▶ **Requirement**: Look for "Task: point to every instance of the man standing." in the listing below, then copy exactly the line it appears in and all lines after it to the end, and nothing more.

▶ **Records for the exercise**:
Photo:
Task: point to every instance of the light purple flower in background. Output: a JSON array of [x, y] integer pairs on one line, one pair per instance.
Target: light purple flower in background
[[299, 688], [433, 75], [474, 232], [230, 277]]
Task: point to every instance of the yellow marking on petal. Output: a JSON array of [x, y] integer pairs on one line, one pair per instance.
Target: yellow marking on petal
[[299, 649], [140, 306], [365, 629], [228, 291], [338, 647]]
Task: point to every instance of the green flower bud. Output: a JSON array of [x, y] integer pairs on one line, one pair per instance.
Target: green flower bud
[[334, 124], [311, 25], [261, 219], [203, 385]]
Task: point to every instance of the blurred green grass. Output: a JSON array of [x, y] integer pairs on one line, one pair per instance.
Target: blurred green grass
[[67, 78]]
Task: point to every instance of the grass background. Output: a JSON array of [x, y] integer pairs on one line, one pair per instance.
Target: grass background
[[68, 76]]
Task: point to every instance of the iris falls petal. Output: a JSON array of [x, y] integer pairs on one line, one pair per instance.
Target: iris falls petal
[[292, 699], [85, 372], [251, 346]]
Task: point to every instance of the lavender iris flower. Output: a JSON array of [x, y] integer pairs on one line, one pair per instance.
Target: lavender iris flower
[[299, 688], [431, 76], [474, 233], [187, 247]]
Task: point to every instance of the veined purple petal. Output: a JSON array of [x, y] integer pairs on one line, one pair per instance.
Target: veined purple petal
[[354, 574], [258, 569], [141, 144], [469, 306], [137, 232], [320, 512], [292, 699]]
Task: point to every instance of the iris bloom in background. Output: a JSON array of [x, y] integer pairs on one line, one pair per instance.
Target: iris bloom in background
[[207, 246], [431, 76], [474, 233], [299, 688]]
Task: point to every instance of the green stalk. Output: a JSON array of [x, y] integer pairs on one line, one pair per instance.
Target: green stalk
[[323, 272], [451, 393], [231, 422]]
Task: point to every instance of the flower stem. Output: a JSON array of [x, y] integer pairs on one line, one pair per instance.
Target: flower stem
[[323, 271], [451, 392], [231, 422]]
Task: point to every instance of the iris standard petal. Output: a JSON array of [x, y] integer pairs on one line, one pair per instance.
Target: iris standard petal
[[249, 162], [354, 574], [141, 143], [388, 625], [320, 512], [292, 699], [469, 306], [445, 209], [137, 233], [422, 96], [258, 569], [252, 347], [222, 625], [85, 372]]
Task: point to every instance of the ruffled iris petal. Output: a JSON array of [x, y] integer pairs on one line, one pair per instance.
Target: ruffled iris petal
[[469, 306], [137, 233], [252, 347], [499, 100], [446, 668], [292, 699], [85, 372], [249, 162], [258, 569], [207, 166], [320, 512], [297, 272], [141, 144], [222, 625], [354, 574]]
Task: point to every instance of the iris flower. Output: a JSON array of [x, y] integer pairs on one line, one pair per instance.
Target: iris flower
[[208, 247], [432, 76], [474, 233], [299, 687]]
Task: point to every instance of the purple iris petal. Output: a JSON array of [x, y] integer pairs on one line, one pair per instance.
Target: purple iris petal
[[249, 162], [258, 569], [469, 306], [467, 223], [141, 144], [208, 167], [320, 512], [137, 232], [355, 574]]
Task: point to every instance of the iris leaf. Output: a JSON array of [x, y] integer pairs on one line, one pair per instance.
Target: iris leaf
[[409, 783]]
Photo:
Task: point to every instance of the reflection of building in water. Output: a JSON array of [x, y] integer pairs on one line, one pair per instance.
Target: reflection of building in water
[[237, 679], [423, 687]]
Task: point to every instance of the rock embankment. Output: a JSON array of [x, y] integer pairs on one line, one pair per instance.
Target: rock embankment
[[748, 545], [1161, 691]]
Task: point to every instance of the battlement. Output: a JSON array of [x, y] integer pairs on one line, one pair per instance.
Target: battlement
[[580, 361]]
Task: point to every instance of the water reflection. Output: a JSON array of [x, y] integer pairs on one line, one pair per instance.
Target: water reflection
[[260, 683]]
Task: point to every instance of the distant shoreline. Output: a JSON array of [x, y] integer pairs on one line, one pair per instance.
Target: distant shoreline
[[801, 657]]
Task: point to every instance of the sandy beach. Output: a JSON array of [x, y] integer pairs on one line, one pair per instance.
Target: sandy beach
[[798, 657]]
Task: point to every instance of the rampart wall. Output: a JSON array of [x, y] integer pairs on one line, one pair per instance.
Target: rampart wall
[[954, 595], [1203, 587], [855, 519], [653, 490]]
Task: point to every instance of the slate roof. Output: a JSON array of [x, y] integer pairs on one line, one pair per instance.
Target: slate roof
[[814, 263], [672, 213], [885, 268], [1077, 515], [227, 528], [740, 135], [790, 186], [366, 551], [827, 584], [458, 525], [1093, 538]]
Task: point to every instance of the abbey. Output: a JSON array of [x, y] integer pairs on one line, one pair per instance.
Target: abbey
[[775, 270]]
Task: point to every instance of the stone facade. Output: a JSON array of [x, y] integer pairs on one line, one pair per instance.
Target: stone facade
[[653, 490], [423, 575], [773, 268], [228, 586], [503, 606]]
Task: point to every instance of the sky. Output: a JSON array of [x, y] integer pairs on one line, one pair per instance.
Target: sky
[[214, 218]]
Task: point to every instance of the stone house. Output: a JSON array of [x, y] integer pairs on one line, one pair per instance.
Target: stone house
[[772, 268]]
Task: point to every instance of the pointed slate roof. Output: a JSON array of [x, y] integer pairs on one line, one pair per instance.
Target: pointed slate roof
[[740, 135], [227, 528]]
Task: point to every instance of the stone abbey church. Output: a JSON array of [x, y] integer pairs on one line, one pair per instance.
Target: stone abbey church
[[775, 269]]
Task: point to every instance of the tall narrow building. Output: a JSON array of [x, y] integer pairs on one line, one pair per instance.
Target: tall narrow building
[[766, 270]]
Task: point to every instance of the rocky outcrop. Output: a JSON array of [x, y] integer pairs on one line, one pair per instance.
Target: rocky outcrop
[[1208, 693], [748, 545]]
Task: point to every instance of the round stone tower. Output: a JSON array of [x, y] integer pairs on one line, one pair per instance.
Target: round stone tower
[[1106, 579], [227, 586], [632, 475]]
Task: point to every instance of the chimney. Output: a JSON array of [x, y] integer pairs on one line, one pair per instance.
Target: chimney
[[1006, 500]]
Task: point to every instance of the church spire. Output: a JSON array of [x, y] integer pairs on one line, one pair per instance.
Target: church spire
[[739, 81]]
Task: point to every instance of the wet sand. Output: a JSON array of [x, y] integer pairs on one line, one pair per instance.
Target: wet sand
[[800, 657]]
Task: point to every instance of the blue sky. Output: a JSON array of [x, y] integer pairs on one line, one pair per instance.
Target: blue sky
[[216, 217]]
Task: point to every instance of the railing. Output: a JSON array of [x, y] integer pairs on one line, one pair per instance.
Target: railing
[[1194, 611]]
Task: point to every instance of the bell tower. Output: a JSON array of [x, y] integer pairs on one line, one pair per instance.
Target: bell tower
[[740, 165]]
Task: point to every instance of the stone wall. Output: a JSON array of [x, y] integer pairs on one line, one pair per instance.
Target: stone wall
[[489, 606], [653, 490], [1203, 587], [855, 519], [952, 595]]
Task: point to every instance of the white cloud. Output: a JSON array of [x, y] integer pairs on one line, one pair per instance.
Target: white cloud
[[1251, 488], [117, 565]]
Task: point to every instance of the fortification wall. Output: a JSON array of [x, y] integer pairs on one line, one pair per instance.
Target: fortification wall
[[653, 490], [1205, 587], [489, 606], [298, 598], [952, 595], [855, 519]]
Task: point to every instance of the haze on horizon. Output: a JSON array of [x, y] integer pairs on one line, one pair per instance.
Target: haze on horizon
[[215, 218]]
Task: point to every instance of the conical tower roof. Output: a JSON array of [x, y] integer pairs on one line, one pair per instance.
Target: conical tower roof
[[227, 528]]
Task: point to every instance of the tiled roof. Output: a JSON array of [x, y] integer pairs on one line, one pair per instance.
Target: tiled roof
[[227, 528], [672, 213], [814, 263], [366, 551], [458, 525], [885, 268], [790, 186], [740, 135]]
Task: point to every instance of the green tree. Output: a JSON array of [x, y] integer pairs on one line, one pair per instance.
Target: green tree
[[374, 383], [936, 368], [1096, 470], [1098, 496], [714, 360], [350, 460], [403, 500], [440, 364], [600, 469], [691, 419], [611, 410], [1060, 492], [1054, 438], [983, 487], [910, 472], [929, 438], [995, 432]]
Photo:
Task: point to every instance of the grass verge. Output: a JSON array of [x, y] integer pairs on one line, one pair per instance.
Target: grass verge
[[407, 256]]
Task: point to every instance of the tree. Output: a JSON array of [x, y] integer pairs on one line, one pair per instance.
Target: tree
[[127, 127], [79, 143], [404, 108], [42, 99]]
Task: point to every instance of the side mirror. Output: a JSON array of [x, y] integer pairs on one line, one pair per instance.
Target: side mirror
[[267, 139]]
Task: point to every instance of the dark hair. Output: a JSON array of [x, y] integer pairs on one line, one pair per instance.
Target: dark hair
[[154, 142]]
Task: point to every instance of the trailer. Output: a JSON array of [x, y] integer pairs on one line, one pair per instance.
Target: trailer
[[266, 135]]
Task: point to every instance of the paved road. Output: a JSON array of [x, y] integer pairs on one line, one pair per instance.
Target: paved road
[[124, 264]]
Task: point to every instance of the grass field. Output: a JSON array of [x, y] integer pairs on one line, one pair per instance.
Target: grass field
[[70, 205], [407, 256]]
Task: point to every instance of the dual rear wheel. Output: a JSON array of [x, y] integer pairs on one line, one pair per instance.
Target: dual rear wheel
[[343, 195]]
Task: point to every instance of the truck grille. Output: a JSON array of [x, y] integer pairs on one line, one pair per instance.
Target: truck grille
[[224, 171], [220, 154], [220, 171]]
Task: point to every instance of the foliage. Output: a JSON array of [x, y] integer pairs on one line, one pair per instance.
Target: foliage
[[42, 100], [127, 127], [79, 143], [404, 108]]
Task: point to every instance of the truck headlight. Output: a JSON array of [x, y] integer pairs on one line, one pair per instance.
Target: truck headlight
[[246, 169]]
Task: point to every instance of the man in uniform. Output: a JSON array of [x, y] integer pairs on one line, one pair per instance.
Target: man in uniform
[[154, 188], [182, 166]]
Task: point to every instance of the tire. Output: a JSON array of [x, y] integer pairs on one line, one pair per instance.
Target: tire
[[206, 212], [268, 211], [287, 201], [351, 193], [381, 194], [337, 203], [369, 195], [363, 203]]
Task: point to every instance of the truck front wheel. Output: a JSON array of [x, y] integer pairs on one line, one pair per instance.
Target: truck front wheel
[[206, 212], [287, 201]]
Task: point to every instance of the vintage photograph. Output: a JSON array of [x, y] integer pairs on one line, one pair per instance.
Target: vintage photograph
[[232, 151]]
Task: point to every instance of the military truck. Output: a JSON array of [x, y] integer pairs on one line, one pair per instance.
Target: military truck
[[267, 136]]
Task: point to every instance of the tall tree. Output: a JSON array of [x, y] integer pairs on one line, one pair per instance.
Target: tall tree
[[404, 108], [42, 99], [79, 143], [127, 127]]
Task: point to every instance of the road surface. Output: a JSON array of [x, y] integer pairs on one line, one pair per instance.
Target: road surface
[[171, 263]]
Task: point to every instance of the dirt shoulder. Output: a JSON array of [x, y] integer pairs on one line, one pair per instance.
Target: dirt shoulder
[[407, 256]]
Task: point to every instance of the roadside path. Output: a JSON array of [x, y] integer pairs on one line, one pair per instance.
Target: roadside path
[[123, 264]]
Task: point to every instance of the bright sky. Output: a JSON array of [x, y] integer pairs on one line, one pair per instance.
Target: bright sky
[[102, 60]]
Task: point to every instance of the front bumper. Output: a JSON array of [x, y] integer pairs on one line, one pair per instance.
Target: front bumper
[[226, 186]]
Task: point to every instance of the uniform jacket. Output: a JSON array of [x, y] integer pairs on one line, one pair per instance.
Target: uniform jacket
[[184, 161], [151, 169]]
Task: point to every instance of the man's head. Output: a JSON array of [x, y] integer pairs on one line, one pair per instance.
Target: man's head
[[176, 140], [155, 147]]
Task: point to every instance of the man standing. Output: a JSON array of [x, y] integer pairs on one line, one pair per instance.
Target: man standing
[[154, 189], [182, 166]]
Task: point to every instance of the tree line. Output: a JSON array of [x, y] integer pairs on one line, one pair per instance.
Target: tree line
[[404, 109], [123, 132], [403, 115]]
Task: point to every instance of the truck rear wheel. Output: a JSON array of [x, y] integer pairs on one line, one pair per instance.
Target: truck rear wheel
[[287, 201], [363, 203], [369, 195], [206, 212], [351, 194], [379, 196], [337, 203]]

▶ **Correct result**:
Task: point to every instance of the man standing. Output: a JSON array of [x, y] integer pairs on one line, one pair per instance.
Target: man standing
[[154, 189], [182, 166]]
Task: point to every instance of the tree line. Output: a JSON array of [x, y] integer pairs on one line, one pair per instance.
Target: tree line
[[404, 109], [123, 132], [403, 115]]
Task: point to every instance of the truck rear wheel. Output: a JSON array of [x, y] integer pairs on one line, one pair per instance.
Target: truck rear wheel
[[287, 201], [363, 203], [369, 195], [206, 212], [351, 194], [379, 196], [337, 203]]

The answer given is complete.